## TEXT SHOWN
────────

Tuesday - Morning Session A - 9:00 - 10:30 AM

TA1: Evidence-Based Practices: What Are They And Why Are They Important?

Tuesday - Morning Session B - 9:00 AM - 12:00 PM

TA2: Overview of the DC:0-5 for Early Childhood Professionals

Tuesday - Afternoon Session - 1:00 - 2:30 PM

TP1: Learning to Learn for Special Populations; The Power of Visual Supports in Early Intervention Programs

Tuesday - Afternoon Session - 1:00 - 2:30 PM

TP2: ALL IN: Building a Supportive Community, One Family at a Time

Tuesday - Evening Session - 7:00 - 8:30 PM

TE1: Unlearning Ableism

Tuesday - Evening Session - 7:00 - 8:30 PM

TE2: Picky Eating and Other Special Considerations for Inclusive Group Mealtimes




9:00 - 10:30 AM Tuesday - Morning Session A

TA1: Evidence-Based Practices: What Are They And Why Are They Important?, presented by Julie Dean (bio), Office of Superintendent of Public Instruction, with Valerie Arnold (bio), DCYF, Laura Batcheller (bio), OESD 114, Kim Lyman, NEWESD 101, Gretchen Stahr Breunig (bio), OSPI
This session will focus on identifying evidence-based practice and related high-leverage practices to support responsive environments for children Birth-8. Presenters will use a variety of modalities to engage the audience to participate in session by encouraging caregivers to share their varying expertise with support to children, communities, and programs.

Age Group Addressed: Birth to Age 3, Birth through Age 5, Birth through Age 8, Age 3 through 5, Age 5 through 8

Who Should Attend: All

Learning Objectives:

  • 1. Participants will be able to identify 3 specific evidence-based practices following this session.
  • 2. Participants will be able to Identify (High-Leverage Practices) HLP across evidence-based Practices (EBPs) for early learners.
  • 3. Participants will learn to utilize a self-assessment checklist (and related resources) for various age groups across multiple settings (e.g., home, community, classroom) to help support the implementation of evidence-based practices.

Handouts:


9:00 AM - 12:00 PM Tuesday - Morning Session B

TA2: Overview of the DC:0-5 for Early Childhood Professionals, presented by Jamie Elzea (bio), Nurtureways
The DC:0-5 (Diagnostic Classification of Mental Health and Developmental Disorders of Infancy and Early Childhood) is the internationally accepted system for developmentally appropriate assessment of young children’s mental health. It uses developmentally specific diagnostic criteria that reflects mental health disorders that are typically diagnosed in infancy and early childhood. In Washington state, Medicaid mental health providers are now required to use the DC:0-5 as the diagnostic manual for mental health assessment for children younger than six. This presentation will provide participants with an overview of the background, approach, and content areas of DC:0-5™ and will support early childhood professionals in understanding the importance of developmentally appropriate diagnostic practices.

────────

## INFORMATION GIVEN
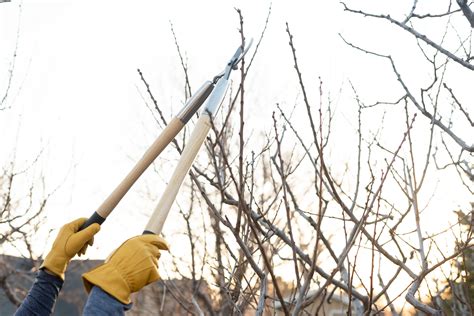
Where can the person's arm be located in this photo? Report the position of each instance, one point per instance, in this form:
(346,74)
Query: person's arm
(132,266)
(101,303)
(50,278)
(42,295)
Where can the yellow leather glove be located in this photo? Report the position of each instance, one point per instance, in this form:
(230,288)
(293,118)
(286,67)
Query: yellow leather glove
(67,244)
(129,268)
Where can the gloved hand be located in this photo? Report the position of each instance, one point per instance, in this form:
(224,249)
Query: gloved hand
(129,268)
(67,244)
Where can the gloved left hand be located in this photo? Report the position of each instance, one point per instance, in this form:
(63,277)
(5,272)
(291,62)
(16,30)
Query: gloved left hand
(68,243)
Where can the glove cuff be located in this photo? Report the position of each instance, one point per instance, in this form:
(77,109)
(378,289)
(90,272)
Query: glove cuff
(110,280)
(55,264)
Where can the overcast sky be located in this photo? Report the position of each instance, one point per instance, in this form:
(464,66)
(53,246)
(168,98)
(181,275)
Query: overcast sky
(76,94)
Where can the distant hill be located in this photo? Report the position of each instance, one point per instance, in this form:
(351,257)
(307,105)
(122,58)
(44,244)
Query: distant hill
(160,298)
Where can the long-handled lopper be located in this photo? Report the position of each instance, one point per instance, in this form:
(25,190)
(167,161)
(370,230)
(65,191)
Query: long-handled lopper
(158,218)
(212,91)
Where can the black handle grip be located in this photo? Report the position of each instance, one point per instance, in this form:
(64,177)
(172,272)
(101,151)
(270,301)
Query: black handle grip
(95,218)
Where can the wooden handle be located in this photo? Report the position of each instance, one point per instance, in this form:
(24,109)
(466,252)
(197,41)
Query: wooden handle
(158,218)
(166,136)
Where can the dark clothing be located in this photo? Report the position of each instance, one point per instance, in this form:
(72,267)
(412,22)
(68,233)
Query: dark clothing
(42,295)
(44,292)
(101,303)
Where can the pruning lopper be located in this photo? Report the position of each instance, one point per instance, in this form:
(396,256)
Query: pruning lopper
(211,91)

────────

## PROBLEM
In the session schedule, which providers in Washington state are now required to use the DC:0-5, and for which children?

## OUTPUT BELOW
Medicaid mental health providers must use it as the diagnostic manual for mental health assessment of children younger than six.